→ Work instructions
Copy out each of the lines below word for word, omitting the pictures.
## BEGIN Task material
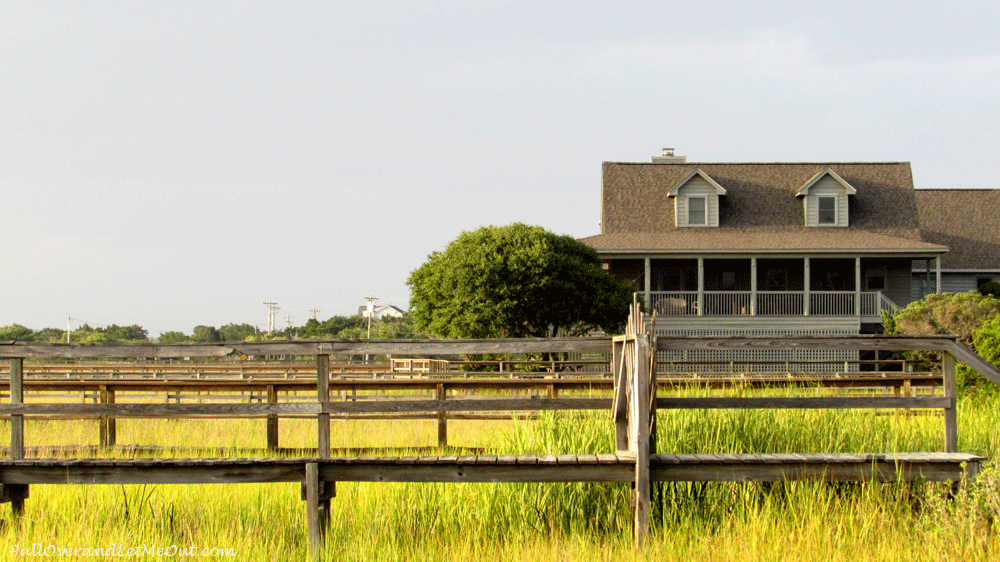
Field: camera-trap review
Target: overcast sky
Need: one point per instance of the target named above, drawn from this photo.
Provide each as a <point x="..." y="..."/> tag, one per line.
<point x="170" y="164"/>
## END Task material
→ Exercise output
Field: camera-trap review
Target: overcast sky
Need: one point per instance of the target named above, drawn from this photo.
Provide each as a <point x="..." y="..."/> tag, one per line.
<point x="170" y="164"/>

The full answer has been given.